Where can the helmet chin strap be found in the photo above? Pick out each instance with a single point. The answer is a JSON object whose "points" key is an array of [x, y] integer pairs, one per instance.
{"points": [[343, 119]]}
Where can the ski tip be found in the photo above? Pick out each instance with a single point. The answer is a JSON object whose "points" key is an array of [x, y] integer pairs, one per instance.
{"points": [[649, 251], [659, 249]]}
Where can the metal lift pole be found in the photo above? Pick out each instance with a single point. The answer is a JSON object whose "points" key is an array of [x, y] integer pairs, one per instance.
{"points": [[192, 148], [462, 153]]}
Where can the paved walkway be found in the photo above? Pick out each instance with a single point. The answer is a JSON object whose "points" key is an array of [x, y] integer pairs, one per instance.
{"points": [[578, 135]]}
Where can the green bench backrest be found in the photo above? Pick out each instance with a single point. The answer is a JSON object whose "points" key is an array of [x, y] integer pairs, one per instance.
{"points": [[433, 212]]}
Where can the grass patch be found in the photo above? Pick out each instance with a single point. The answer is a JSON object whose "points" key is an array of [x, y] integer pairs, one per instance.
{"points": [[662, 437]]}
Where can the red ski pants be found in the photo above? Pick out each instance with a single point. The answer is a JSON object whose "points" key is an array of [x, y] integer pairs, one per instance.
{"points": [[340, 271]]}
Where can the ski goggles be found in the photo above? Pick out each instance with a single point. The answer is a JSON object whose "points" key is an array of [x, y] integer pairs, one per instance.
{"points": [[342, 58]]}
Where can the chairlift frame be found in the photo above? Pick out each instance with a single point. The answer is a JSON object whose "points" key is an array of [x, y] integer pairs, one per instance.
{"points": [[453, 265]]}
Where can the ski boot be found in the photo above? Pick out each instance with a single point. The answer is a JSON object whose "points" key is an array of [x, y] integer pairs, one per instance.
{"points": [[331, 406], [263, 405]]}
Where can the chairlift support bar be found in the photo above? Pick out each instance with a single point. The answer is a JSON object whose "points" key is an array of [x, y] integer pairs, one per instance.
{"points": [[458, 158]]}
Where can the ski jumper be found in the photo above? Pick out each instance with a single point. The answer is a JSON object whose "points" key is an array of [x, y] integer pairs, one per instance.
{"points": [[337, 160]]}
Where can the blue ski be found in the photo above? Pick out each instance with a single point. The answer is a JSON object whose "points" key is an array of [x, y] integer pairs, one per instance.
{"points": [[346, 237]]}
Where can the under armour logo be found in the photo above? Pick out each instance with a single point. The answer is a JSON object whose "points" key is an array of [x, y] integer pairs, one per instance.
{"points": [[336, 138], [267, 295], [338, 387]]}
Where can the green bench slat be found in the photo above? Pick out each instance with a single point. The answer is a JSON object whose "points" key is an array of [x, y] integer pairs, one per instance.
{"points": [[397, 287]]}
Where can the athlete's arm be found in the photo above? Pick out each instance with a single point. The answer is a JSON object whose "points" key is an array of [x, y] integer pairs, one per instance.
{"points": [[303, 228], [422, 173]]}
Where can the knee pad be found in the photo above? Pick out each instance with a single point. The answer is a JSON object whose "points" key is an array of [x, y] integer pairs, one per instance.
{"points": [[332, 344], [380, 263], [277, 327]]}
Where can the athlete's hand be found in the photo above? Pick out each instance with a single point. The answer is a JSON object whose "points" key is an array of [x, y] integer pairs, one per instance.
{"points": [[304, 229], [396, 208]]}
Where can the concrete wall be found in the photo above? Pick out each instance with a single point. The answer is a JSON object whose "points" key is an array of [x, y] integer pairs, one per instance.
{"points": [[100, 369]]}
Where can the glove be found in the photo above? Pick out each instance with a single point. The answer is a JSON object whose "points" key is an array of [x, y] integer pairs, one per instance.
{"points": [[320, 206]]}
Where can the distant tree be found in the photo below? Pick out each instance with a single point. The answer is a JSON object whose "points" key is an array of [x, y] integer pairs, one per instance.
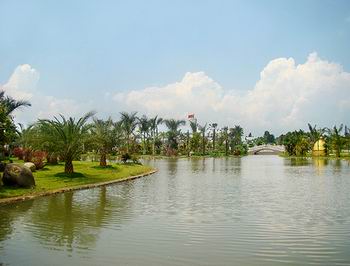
{"points": [[315, 134], [144, 127], [154, 123], [7, 127], [203, 130], [128, 124], [336, 139], [269, 138], [67, 135], [194, 126], [214, 126], [173, 131], [296, 143], [104, 137]]}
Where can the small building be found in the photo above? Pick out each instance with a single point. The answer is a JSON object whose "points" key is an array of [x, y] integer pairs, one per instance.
{"points": [[319, 148]]}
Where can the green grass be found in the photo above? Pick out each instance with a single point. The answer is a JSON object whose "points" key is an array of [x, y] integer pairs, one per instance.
{"points": [[52, 177]]}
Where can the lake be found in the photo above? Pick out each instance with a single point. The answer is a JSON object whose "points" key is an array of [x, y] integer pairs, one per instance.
{"points": [[255, 210]]}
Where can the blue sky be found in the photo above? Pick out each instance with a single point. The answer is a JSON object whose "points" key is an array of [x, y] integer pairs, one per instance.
{"points": [[89, 49]]}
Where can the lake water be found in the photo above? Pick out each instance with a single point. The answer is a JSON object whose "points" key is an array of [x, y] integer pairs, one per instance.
{"points": [[255, 210]]}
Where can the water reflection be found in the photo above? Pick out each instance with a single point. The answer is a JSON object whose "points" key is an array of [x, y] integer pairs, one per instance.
{"points": [[9, 215], [255, 210]]}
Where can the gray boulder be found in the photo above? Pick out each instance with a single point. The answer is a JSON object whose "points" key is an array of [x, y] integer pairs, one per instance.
{"points": [[31, 166], [17, 175]]}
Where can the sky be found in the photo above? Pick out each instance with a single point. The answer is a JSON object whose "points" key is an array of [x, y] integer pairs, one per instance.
{"points": [[266, 65]]}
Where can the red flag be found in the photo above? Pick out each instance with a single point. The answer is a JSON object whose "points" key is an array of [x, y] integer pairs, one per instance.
{"points": [[190, 116]]}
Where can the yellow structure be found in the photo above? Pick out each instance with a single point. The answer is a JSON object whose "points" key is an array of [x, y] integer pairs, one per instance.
{"points": [[319, 148]]}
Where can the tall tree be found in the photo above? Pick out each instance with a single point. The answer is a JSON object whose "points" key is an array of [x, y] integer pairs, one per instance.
{"points": [[203, 129], [144, 127], [128, 124], [154, 123], [315, 134], [7, 127], [336, 139], [173, 131], [67, 135], [104, 137], [214, 126]]}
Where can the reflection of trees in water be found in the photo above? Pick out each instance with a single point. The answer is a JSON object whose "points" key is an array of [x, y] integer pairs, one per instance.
{"points": [[70, 223], [172, 166], [299, 161], [198, 164], [9, 214]]}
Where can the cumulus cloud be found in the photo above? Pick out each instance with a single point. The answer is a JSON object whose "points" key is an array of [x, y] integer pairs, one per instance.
{"points": [[23, 84], [287, 96]]}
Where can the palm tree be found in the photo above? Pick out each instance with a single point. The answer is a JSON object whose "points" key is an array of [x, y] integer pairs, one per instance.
{"points": [[154, 123], [7, 127], [336, 139], [9, 105], [347, 138], [128, 123], [226, 137], [194, 126], [103, 135], [214, 126], [144, 127], [203, 130], [315, 134], [173, 131], [67, 135]]}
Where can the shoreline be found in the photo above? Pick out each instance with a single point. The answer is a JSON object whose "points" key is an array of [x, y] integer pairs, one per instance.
{"points": [[6, 201]]}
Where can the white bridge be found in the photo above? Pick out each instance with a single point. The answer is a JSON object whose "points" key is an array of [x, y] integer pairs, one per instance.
{"points": [[268, 148]]}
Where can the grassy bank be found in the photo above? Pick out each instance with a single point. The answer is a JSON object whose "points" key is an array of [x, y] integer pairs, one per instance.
{"points": [[52, 177]]}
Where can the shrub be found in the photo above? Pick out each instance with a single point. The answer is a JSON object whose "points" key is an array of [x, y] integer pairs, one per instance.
{"points": [[27, 155], [18, 152], [135, 159], [38, 159], [125, 157]]}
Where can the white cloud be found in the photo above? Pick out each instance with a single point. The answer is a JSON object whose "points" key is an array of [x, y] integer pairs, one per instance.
{"points": [[23, 84], [287, 96]]}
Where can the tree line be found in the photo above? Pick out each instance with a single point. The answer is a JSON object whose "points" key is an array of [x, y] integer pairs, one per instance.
{"points": [[335, 140], [66, 139]]}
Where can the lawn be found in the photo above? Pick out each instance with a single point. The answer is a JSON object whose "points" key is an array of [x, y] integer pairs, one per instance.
{"points": [[52, 177]]}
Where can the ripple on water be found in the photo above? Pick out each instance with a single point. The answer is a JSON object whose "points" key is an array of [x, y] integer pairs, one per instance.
{"points": [[257, 210]]}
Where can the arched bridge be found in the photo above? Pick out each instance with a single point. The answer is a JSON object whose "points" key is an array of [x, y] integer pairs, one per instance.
{"points": [[268, 148]]}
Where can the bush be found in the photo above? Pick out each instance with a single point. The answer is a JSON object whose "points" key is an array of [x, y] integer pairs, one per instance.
{"points": [[27, 155], [125, 157], [38, 159], [135, 159], [18, 152]]}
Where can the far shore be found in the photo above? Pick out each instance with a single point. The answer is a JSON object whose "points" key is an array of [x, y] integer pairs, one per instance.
{"points": [[51, 180]]}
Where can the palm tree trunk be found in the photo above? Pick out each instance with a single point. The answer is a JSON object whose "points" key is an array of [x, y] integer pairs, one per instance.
{"points": [[144, 144], [103, 159], [214, 140], [153, 144], [203, 143], [68, 167]]}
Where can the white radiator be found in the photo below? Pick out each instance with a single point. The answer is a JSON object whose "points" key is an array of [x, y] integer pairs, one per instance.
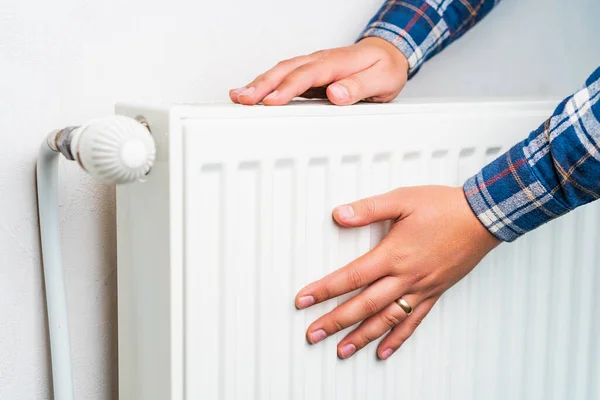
{"points": [[235, 218]]}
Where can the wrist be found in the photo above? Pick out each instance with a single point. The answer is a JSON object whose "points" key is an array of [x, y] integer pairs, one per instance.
{"points": [[481, 236], [393, 52]]}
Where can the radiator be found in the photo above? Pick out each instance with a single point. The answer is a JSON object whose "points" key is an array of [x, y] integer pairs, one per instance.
{"points": [[235, 218]]}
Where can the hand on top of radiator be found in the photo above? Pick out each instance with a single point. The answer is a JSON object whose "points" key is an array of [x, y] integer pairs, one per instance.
{"points": [[372, 69], [434, 242]]}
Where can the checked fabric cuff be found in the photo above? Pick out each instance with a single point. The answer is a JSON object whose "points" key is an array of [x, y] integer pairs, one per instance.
{"points": [[509, 199]]}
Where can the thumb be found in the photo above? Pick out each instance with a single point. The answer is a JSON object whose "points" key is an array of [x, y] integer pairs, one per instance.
{"points": [[371, 209]]}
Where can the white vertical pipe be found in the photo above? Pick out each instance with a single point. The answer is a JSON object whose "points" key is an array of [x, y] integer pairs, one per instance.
{"points": [[56, 301]]}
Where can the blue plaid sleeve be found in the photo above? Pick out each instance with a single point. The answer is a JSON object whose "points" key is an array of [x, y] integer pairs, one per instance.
{"points": [[422, 28], [555, 170]]}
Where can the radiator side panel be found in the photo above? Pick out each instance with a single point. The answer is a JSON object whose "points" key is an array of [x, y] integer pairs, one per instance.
{"points": [[144, 294]]}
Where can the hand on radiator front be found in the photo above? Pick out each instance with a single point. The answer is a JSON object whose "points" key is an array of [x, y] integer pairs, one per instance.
{"points": [[372, 69], [435, 240]]}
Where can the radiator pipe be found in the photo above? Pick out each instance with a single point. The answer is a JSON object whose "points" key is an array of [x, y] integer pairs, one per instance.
{"points": [[114, 150]]}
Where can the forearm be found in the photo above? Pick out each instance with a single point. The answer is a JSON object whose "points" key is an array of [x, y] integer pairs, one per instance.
{"points": [[555, 170], [422, 28]]}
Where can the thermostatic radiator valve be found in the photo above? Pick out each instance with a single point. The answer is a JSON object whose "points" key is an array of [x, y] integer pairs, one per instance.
{"points": [[114, 150]]}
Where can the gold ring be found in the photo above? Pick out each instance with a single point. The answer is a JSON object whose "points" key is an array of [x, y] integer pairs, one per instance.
{"points": [[404, 306]]}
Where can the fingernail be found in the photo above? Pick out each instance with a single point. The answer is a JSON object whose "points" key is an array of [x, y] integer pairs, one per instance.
{"points": [[247, 92], [305, 301], [316, 336], [347, 350], [272, 95], [340, 92], [386, 354], [345, 212]]}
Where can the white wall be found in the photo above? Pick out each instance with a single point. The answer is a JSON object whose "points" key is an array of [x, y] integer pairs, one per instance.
{"points": [[65, 61]]}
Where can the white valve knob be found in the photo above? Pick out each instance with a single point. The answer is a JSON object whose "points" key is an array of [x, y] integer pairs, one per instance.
{"points": [[114, 150]]}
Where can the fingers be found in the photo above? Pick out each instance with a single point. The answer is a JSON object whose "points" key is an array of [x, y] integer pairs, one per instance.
{"points": [[376, 326], [372, 300], [264, 84], [360, 272], [404, 330], [321, 72], [361, 85], [371, 209]]}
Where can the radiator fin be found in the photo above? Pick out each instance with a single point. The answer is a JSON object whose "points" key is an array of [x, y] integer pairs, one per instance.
{"points": [[263, 229]]}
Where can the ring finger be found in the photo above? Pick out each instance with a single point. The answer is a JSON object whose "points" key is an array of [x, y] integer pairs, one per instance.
{"points": [[376, 326], [369, 302]]}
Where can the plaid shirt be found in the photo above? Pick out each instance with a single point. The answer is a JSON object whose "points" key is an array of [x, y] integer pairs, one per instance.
{"points": [[553, 171]]}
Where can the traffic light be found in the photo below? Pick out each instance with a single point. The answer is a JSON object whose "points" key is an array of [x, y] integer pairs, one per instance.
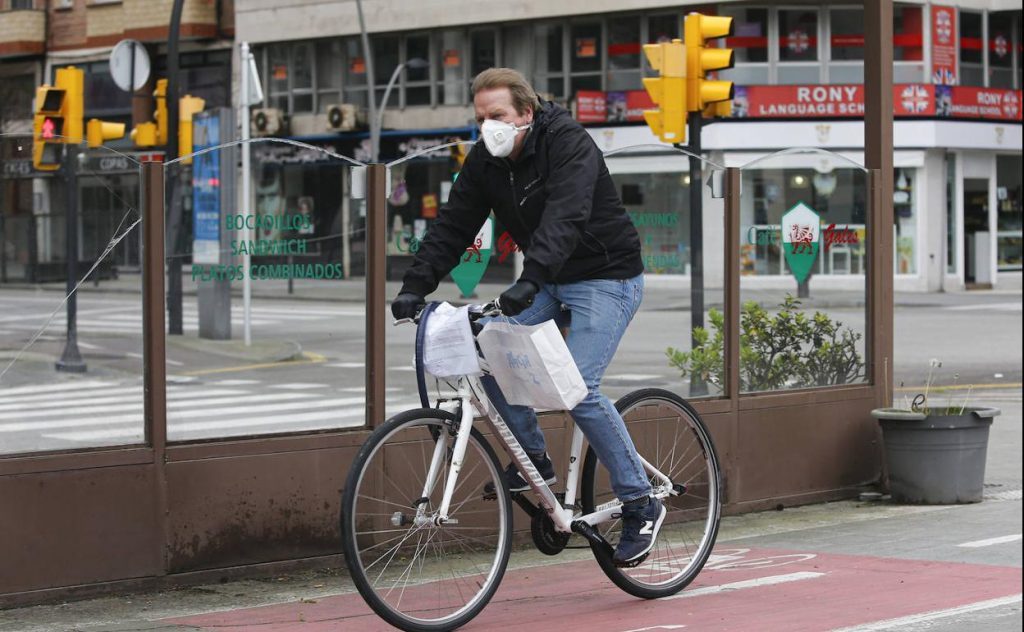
{"points": [[187, 106], [700, 59], [668, 90], [97, 131], [47, 127]]}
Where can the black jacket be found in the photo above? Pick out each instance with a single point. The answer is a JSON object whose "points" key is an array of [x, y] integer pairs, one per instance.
{"points": [[558, 202]]}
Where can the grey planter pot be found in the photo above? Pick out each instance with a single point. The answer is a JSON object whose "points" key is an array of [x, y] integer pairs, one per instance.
{"points": [[936, 459]]}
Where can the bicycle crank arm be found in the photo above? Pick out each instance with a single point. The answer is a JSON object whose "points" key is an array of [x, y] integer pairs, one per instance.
{"points": [[597, 542]]}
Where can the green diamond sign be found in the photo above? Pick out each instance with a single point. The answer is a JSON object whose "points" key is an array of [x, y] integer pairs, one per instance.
{"points": [[469, 271], [801, 232]]}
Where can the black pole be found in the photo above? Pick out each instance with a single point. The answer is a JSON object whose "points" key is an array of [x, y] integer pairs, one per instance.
{"points": [[174, 228], [71, 361], [697, 386]]}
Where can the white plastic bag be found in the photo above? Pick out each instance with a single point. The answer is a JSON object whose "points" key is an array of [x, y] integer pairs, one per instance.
{"points": [[531, 365], [448, 346]]}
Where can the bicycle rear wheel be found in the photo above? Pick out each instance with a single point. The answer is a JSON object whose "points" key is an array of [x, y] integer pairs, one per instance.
{"points": [[670, 434], [413, 573]]}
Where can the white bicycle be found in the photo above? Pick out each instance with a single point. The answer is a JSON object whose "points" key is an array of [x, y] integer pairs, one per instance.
{"points": [[426, 514]]}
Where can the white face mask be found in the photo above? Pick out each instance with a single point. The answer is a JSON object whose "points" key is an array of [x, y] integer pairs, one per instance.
{"points": [[499, 136]]}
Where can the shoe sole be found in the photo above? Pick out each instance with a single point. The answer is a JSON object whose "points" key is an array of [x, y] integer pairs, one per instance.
{"points": [[549, 481], [653, 539]]}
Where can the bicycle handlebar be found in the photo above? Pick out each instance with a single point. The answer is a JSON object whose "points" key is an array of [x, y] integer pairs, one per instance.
{"points": [[488, 309]]}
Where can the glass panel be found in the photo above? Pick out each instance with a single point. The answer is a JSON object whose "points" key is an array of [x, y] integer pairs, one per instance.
{"points": [[798, 35], [845, 73], [299, 246], [302, 67], [654, 188], [799, 74], [663, 28], [549, 49], [803, 262], [70, 383], [751, 34], [585, 50], [451, 68], [624, 43], [482, 51], [907, 40], [847, 34], [329, 65], [905, 218], [1008, 201]]}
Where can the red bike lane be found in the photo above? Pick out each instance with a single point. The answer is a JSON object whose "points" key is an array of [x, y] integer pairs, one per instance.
{"points": [[739, 589]]}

==*==

● Exercise
Reproduce, word for word, only the lines from the one that contains "Where can the red bike" through the final line.

● Result of the exercise
Where can the red bike lane be found in the photo above? Pick out each instance with a single point. The answer is a JSON object whose "points" key is an array of [x, y] integer pairs, one per instance.
{"points": [[739, 589]]}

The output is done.